The problem:
Render every line of the items below as a Markdown table with two columns, Row and Line. Number the rows in order and leave out blank lines.

Information given:
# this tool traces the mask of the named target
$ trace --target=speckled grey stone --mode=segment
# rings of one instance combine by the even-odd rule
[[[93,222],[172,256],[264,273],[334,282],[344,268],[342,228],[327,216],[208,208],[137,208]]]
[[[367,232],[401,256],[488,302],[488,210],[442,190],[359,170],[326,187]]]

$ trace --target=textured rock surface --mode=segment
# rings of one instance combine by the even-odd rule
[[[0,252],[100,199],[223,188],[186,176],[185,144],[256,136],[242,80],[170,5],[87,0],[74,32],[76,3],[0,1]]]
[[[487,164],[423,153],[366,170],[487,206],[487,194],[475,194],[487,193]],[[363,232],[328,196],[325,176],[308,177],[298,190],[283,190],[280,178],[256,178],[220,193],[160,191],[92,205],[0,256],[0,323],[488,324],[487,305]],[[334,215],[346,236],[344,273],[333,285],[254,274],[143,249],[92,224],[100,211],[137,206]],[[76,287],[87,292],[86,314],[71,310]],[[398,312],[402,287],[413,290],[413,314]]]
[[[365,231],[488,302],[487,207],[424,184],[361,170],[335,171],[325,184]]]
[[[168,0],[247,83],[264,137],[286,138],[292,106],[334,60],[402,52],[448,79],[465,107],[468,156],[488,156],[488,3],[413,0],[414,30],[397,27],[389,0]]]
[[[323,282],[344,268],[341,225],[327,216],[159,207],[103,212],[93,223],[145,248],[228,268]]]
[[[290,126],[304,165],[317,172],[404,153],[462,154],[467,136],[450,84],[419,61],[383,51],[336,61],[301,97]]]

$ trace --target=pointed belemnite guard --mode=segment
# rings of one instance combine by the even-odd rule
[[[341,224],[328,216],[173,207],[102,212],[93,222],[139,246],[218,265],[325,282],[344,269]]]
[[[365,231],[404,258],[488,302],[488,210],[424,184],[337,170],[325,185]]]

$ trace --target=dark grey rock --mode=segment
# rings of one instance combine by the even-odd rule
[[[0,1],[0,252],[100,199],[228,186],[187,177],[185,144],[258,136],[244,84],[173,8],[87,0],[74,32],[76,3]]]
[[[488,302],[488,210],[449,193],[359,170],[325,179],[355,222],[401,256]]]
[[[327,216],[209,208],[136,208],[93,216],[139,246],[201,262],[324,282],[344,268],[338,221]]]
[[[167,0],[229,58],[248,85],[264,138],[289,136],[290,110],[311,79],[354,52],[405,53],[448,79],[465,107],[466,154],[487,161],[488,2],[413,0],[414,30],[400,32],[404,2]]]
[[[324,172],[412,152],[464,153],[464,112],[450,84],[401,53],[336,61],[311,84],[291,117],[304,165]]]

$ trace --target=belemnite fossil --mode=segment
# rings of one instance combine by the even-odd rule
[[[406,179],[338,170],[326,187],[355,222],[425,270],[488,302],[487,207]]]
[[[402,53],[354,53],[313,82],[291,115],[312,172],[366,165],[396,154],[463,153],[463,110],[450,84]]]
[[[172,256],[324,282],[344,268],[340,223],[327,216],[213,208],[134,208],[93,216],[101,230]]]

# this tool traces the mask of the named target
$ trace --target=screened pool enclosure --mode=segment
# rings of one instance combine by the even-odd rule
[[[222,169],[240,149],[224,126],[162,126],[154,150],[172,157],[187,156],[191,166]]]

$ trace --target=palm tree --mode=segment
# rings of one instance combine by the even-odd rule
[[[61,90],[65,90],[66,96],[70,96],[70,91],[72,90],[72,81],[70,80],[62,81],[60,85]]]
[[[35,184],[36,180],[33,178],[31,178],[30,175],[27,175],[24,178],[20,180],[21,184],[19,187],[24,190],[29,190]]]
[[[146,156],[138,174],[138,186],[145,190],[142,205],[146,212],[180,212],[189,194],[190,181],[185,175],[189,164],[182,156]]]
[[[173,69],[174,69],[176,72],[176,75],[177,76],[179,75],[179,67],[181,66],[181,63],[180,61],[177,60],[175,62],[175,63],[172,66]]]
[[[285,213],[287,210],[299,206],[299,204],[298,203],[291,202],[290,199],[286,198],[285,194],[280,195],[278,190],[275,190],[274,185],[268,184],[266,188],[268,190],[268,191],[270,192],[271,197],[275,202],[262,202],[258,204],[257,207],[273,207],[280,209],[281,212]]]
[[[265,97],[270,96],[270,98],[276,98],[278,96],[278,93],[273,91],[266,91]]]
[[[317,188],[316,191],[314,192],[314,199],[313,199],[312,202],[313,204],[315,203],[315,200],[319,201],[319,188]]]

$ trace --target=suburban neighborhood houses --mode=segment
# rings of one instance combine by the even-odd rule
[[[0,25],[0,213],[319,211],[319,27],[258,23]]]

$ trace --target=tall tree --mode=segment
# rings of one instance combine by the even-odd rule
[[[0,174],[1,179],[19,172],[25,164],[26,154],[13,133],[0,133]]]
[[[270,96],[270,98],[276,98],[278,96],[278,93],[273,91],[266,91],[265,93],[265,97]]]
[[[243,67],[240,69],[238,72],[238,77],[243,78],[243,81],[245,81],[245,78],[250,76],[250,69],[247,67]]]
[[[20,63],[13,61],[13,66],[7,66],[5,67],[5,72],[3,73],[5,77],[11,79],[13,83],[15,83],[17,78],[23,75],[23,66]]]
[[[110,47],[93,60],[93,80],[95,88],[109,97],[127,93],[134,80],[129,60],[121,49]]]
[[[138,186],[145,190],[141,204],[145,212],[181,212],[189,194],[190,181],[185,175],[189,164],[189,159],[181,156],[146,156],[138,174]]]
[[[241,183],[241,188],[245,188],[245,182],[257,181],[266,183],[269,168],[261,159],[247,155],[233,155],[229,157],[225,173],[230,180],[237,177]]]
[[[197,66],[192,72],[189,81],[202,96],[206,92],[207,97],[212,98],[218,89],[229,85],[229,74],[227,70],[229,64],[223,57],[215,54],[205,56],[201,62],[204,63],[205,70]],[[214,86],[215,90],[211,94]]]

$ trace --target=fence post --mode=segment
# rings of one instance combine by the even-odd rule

Answer for the task:
| Row | Line |
|---|---|
| 1 | # this tool traces the mask of the named target |
| 2 | $ trace --target=speckled grey stone --mode=segment |
| 3 | # rings of one instance combine by the even-odd rule |
| 4 | [[[93,222],[172,256],[264,273],[334,282],[344,268],[342,228],[327,216],[208,208],[137,208]]] |
| 5 | [[[367,232],[401,256],[488,302],[488,210],[442,190],[359,170],[326,187]]] |
| 6 | $ trace --target=textured rock surface --mode=segment |
| 7 | # rings of one instance combine by the even-odd rule |
| 8 | [[[0,252],[100,199],[223,188],[186,176],[185,144],[256,136],[242,80],[170,5],[87,0],[74,32],[76,3],[0,1]]] |
| 9 | [[[487,164],[423,153],[366,170],[487,206],[487,194],[475,194],[487,193]],[[363,232],[328,196],[325,176],[308,177],[298,190],[283,190],[280,178],[256,178],[220,193],[160,191],[92,205],[0,256],[0,323],[488,324],[487,305]],[[334,215],[346,236],[344,273],[333,285],[254,274],[143,249],[92,224],[100,211],[137,206]],[[76,287],[87,292],[86,314],[71,310]],[[398,312],[402,287],[413,290],[413,314]]] |
| 10 | [[[365,231],[488,302],[487,207],[424,184],[361,170],[335,171],[325,184]]] |
| 11 | [[[168,0],[247,83],[264,137],[286,138],[292,106],[334,60],[402,52],[448,79],[465,107],[468,156],[488,156],[488,3],[413,0],[414,30],[397,27],[389,0]]] |
| 12 | [[[323,282],[344,268],[341,225],[327,216],[159,207],[103,212],[93,223],[145,248],[228,268]]] |
| 13 | [[[290,126],[304,165],[317,172],[404,153],[462,154],[467,136],[450,84],[419,61],[383,51],[336,61],[301,97]]] |
| 14 | $ trace --target=pointed belemnite guard --mode=segment |
| 15 | # rings of one instance combine by the even-odd rule |
| 16 | [[[341,224],[328,216],[173,207],[102,212],[93,222],[139,246],[218,265],[325,282],[344,269]]] |
| 17 | [[[365,231],[404,258],[488,302],[488,210],[424,184],[337,170],[325,185]]] |
| 18 | $ trace --target=dark grey rock --mode=segment |
| 19 | # rings of one instance combine by the even-odd rule |
| 20 | [[[0,1],[0,252],[100,199],[228,186],[187,177],[185,144],[258,136],[244,84],[173,8],[87,0],[74,32],[76,3]]] |
| 21 | [[[488,302],[488,210],[449,193],[359,170],[325,179],[355,222],[401,256]]] |
| 22 | [[[327,216],[209,208],[136,208],[93,216],[139,246],[201,262],[324,282],[344,268],[338,221]]] |
| 23 | [[[167,0],[229,58],[248,85],[264,138],[289,136],[290,110],[311,79],[354,52],[405,53],[448,79],[465,107],[466,154],[487,161],[488,2],[413,0],[414,30],[400,32],[404,2]]] |
| 24 | [[[324,172],[412,152],[464,153],[464,112],[450,84],[401,53],[336,61],[311,84],[291,117],[304,165]]] |
| 25 | $ trace --target=belemnite fossil --mode=segment |
| 26 | # rings of one instance combine by the even-odd rule |
| 27 | [[[406,179],[338,170],[326,187],[355,222],[425,270],[488,302],[487,207]]] |
| 28 | [[[402,53],[354,53],[313,82],[291,115],[312,172],[366,165],[396,154],[463,153],[463,110],[450,84]]] |
| 29 | [[[172,256],[324,282],[344,268],[340,223],[327,216],[213,208],[134,208],[93,216],[101,230]]] |
| 30 | # this tool traces the mask of the named target |
| 31 | $ trace --target=screened pool enclosure --mode=segment |
| 32 | # rings of one instance combine by the even-odd rule |
| 33 | [[[222,169],[240,149],[224,126],[162,126],[154,150],[172,157],[187,156],[191,166]]] |
| 34 | $ trace --target=palm tree --mode=segment |
| 35 | # rings of one instance combine by the even-odd rule |
| 36 | [[[61,90],[65,90],[66,96],[70,96],[70,91],[72,90],[72,81],[70,80],[62,81],[60,85]]] |
| 37 | [[[35,184],[36,180],[33,178],[31,178],[30,175],[27,175],[24,178],[20,180],[21,184],[19,187],[24,190],[29,190]]] |
| 38 | [[[146,156],[138,174],[138,186],[145,190],[142,205],[146,212],[180,212],[189,194],[190,181],[185,175],[189,164],[182,156]]] |
| 39 | [[[173,69],[174,69],[176,72],[176,75],[177,76],[179,75],[179,67],[181,66],[181,63],[180,61],[177,60],[175,62],[175,63],[172,66]]] |
| 40 | [[[285,213],[287,210],[299,206],[299,204],[298,203],[291,202],[290,199],[286,198],[285,194],[280,195],[278,190],[275,190],[274,185],[268,184],[266,188],[268,190],[268,191],[270,192],[271,197],[275,202],[262,202],[258,204],[257,207],[273,207],[280,209],[281,212]]] |
| 41 | [[[265,97],[270,96],[270,98],[276,98],[278,96],[278,93],[273,91],[266,91]]] |
| 42 | [[[317,188],[316,191],[314,192],[314,199],[313,199],[312,202],[313,204],[315,203],[315,200],[319,201],[319,188]]] |
| 43 | $ trace --target=suburban neighborhood houses --mode=segment |
| 44 | # rings of one instance combine by the even-odd rule |
| 45 | [[[0,25],[0,213],[319,211],[319,27],[258,23]]] |
| 46 | $ trace --target=tall tree --mode=segment |
| 47 | # rings of one instance combine by the even-odd rule |
| 48 | [[[0,174],[1,179],[19,172],[25,164],[26,154],[13,133],[0,133]]] |
| 49 | [[[270,96],[270,98],[276,98],[278,96],[278,93],[273,91],[266,91],[265,93],[265,97]]] |
| 50 | [[[243,67],[240,69],[238,72],[238,77],[243,78],[243,81],[245,81],[245,78],[250,76],[250,69],[247,67]]] |
| 51 | [[[20,63],[13,61],[13,66],[7,66],[5,67],[5,72],[3,73],[5,77],[11,79],[13,83],[15,83],[17,78],[23,75],[23,66]]] |
| 52 | [[[110,47],[93,60],[93,80],[95,88],[109,97],[127,93],[134,80],[129,60],[121,49]]] |
| 53 | [[[138,186],[145,190],[141,204],[145,212],[181,212],[189,194],[190,181],[185,175],[189,164],[189,159],[181,156],[146,156],[138,174]]] |
| 54 | [[[241,183],[241,188],[245,188],[245,182],[257,181],[266,183],[269,168],[261,159],[247,155],[233,155],[229,157],[225,173],[230,180],[237,177]]] |
| 55 | [[[197,66],[192,72],[189,81],[202,96],[206,92],[207,97],[212,98],[218,89],[229,85],[229,74],[227,70],[229,64],[223,57],[215,54],[205,56],[201,62],[204,63],[205,70]],[[214,86],[215,90],[211,94]]] |
| 56 | $ trace --target=fence post --mode=segment |
| 57 | # rings of one instance combine by the even-odd rule |